- _Exercise instructions_: Copy every line below. Do not alter any of them.

- _Data extracts_:
#####
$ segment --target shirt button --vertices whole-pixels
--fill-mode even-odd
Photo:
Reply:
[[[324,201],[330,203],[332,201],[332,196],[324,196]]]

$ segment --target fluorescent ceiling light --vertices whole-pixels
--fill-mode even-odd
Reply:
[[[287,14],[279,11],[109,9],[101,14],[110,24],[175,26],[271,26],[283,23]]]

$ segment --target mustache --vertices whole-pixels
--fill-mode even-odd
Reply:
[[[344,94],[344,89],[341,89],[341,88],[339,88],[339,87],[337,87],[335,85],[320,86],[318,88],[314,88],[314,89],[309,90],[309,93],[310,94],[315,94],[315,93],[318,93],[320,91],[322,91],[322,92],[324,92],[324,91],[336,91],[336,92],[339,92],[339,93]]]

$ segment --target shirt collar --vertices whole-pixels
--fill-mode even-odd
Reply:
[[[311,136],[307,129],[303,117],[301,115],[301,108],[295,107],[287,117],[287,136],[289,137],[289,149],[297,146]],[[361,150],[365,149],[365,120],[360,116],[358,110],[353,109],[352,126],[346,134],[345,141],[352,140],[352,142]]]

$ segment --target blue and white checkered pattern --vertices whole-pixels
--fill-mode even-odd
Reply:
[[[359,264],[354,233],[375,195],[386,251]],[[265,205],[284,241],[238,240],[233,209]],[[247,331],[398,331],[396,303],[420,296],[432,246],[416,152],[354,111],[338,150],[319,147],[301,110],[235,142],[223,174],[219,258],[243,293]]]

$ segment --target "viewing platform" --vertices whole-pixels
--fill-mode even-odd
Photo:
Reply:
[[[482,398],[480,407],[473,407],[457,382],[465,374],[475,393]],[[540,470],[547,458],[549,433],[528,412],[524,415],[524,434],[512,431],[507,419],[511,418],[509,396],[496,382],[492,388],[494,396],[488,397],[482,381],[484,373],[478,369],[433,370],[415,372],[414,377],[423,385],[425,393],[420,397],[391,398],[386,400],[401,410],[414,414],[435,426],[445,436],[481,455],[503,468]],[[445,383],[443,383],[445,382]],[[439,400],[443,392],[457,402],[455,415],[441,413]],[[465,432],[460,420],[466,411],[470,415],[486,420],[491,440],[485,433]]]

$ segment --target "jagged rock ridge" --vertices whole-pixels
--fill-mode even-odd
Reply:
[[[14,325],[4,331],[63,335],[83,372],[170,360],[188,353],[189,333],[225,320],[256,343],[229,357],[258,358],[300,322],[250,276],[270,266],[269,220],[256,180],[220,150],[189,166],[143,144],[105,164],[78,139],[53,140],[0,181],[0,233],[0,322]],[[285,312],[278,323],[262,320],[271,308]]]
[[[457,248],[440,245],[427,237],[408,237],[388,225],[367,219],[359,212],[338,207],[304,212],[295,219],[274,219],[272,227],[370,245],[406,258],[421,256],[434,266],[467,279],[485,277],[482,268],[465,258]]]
#####
- _Task result_:
$ segment --target shirt button --vertices whole-pixels
--fill-mode even-odd
Photo:
Reply:
[[[324,201],[330,203],[332,201],[332,196],[324,196]]]

$ segment --target fluorescent ceiling light --vertices whole-pixels
--fill-mode even-odd
Reply:
[[[287,14],[279,11],[109,9],[101,14],[110,24],[175,26],[271,26],[283,23]]]

$ segment --target mustache --vertices whole-pixels
--fill-mode even-odd
Reply:
[[[344,94],[344,89],[341,89],[341,88],[339,88],[339,87],[337,87],[335,85],[320,86],[318,88],[314,88],[314,89],[309,90],[309,93],[310,94],[315,94],[315,93],[318,93],[320,91],[322,91],[322,92],[324,92],[324,91],[336,91],[336,92],[339,92],[339,93]]]

$ segment --target shirt collar --vertices whole-pixels
--fill-mode even-odd
Reply:
[[[311,136],[307,129],[303,117],[301,115],[301,108],[295,107],[287,117],[287,136],[289,137],[289,149],[297,146]],[[361,150],[365,149],[365,120],[360,116],[358,110],[353,109],[352,126],[346,134],[345,141],[352,140],[352,142]]]

$ segment --target blue and white checkered pattern --vertices whole-pixels
--fill-mode even-odd
Reply:
[[[359,264],[354,233],[375,195],[386,251]],[[265,205],[284,241],[238,240],[233,209]],[[247,331],[398,331],[396,303],[420,296],[432,246],[416,152],[354,111],[338,150],[319,147],[301,110],[235,142],[223,174],[219,258],[243,293]]]

$ segment --target "viewing platform" --vertices whole-pixels
--fill-mode even-odd
Photo:
Reply:
[[[482,398],[480,407],[473,407],[457,382],[465,374],[475,393]],[[540,470],[547,458],[549,433],[528,412],[524,415],[524,434],[512,431],[507,419],[511,418],[509,396],[496,382],[492,388],[494,396],[488,397],[482,381],[484,373],[478,369],[433,370],[415,372],[414,377],[423,385],[425,393],[420,397],[391,398],[386,400],[401,410],[414,414],[435,426],[445,436],[481,455],[503,468]],[[445,383],[443,383],[445,382]],[[439,400],[443,392],[457,402],[455,415],[441,413]],[[465,432],[460,420],[466,411],[470,415],[486,420],[491,440],[485,433]]]

$ segment --target "jagged rock ridge" --vertices whole-pixels
--fill-mode even-odd
Reply:
[[[14,325],[4,331],[63,335],[83,372],[170,360],[188,353],[189,333],[225,320],[256,343],[229,357],[258,358],[300,322],[250,276],[270,266],[269,220],[256,180],[220,150],[189,166],[143,144],[105,164],[78,139],[53,140],[0,181],[0,233],[0,322]],[[285,312],[278,323],[262,320],[271,308]]]
[[[457,248],[440,245],[427,237],[408,237],[388,225],[367,219],[359,212],[338,207],[304,212],[295,219],[274,219],[272,227],[370,245],[406,258],[421,256],[434,266],[467,279],[485,277],[482,268],[465,258]]]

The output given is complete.